Excerpt to read:
[start]

As fish stories go, this is the big one that will not go away.
Washington businesses, led by Boeing Co. and a pulp and paper industry that includes Inland Empire Paper Co., a Spokesman-Review affiliate, are very concerned EPA may overturn whatever rules the Department of Ecology drafts.
Washington’s standard, which dates to 1992, is clearly too low: the equivalent of one canape per day, or a little over one can of tuna fish per month. Oregon, which got the EPA seal of approval in 2011, allows one can per day.
But tuna is not salmon, is not walleye, is not shellfish. The amount of PCB in a fish that never enters Washington waters will likely be far less than that in a clam nestled in Hood Canal. And there are special cases like the Spokane River, which for a century was a sink for mining waste that continues to flow downstream.
Federal law requires EPA to defer to state rule-making, but the agency can step in if the standards fall short of those necessary to protect human health, as the agency’s regional administrator reminded DOE in a June 26 letter.
Last week, the House Republicans from Washington and Idaho wrote a letter to McCarthy seeking assurances the agency would not impose its own standards before the two states had been allowed the time to draft water quality rules based on science specific to the Northwest. EPA has already rejected one Idaho proposal.
For his part, Washington Gov. Jay Inslee has put together a panel clearly intended to massage the politics of the issue.
How states go about implementation is as important as the standards. Oregon allows variances that may extend the timeline for compliance. Washington officials are discussing “tools” that would allow businesses more time to figure out how to discharge water sometimes cleaner than the water coming into their plant.
Environmentalists refer to these adjustments as “loopholes.”
DOE officials say they will have draft rules ready in early 2014 and a final set in place by the end of the year. It has taken too long to get to this point, but rushing to conclusions now will not be helpful. The goal must be something that works on land, as well as in the water.
Business cannot swim in a sea of uncertainty.

[end]

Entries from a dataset
[start]

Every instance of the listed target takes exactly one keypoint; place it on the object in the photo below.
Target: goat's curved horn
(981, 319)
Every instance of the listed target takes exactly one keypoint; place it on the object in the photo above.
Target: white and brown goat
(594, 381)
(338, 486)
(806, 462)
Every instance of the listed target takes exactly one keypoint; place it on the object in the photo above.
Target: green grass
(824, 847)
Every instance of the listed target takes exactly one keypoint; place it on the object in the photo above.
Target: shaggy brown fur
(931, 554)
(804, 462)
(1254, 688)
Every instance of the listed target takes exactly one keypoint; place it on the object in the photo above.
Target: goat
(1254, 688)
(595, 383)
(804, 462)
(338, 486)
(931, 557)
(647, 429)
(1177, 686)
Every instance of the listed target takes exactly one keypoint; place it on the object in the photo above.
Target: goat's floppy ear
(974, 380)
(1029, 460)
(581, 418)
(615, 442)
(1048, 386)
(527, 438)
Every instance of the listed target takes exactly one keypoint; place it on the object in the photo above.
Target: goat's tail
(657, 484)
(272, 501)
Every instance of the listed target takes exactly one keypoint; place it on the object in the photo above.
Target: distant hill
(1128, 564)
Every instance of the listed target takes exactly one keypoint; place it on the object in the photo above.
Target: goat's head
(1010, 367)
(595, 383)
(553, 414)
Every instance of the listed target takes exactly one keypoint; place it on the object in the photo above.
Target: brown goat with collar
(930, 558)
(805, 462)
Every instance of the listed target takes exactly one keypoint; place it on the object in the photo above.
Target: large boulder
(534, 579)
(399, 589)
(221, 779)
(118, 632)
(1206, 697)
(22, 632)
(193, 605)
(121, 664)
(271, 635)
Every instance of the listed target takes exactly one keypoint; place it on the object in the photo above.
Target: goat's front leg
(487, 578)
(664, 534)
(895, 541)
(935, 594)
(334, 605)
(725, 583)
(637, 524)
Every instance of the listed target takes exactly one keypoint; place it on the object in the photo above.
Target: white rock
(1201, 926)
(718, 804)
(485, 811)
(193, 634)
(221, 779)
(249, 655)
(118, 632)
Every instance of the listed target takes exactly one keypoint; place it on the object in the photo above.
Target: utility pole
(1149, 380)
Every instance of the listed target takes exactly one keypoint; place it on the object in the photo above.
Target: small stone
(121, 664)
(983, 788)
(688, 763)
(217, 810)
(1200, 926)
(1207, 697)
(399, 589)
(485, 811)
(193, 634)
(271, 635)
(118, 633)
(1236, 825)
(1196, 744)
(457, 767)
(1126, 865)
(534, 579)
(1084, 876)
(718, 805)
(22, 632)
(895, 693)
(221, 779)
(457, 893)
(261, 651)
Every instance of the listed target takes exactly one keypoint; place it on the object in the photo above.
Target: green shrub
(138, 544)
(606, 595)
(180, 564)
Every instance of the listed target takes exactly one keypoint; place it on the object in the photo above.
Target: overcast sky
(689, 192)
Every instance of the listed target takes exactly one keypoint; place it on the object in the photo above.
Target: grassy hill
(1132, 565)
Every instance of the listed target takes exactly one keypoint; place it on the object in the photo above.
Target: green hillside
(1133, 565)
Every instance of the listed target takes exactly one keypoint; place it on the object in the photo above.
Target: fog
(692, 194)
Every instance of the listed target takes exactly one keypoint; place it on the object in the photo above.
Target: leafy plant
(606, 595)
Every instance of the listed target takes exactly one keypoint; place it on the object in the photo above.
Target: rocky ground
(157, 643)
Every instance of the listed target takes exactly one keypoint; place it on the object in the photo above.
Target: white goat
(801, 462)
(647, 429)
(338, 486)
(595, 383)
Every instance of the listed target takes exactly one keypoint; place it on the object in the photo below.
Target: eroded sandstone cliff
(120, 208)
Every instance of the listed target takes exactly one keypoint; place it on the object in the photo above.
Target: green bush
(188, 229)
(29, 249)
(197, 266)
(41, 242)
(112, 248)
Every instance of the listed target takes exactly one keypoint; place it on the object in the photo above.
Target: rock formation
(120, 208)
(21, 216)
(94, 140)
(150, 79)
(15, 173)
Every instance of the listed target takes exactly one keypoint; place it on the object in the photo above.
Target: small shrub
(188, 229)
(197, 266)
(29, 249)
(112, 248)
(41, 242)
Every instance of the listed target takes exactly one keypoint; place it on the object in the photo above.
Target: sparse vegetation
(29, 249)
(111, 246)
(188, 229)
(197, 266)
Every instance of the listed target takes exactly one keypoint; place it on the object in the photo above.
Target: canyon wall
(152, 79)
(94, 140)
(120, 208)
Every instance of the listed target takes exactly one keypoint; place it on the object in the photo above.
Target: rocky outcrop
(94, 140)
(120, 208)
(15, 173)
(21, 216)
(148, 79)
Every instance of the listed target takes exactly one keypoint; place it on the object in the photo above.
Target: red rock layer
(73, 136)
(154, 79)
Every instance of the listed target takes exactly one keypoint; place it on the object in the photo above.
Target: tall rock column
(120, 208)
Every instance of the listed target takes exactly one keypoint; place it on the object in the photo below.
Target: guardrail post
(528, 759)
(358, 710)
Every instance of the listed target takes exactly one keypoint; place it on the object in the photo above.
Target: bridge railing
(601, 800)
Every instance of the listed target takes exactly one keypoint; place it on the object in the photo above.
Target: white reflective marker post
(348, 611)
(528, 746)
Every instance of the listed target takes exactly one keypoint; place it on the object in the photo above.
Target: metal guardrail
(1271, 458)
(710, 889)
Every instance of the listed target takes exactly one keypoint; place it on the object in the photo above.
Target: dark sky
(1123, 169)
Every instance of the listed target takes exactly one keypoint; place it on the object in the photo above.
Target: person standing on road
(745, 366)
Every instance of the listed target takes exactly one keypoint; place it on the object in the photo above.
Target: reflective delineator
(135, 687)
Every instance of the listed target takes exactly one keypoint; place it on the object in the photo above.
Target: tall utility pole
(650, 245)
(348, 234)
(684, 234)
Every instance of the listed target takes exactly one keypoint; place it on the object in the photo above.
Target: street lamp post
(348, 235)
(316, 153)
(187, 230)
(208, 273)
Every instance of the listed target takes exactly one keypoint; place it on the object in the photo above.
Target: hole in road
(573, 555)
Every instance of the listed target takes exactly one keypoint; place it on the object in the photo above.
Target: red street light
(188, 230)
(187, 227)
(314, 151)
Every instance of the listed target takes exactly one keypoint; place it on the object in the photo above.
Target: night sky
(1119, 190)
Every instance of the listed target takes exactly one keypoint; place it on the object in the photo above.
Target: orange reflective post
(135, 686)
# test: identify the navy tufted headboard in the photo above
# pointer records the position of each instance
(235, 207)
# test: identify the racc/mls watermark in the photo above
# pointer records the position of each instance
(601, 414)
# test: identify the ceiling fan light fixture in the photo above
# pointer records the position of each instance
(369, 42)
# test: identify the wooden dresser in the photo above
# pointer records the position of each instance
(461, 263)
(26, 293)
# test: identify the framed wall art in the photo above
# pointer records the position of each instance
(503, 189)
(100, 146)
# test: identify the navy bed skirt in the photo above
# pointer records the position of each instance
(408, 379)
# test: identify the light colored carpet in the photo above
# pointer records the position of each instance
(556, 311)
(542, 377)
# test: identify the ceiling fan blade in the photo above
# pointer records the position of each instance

[end]

Directions: In the editorial on fish consumption standards above, how much tuna does Oregon's standard allow?

Task solution: One can per day.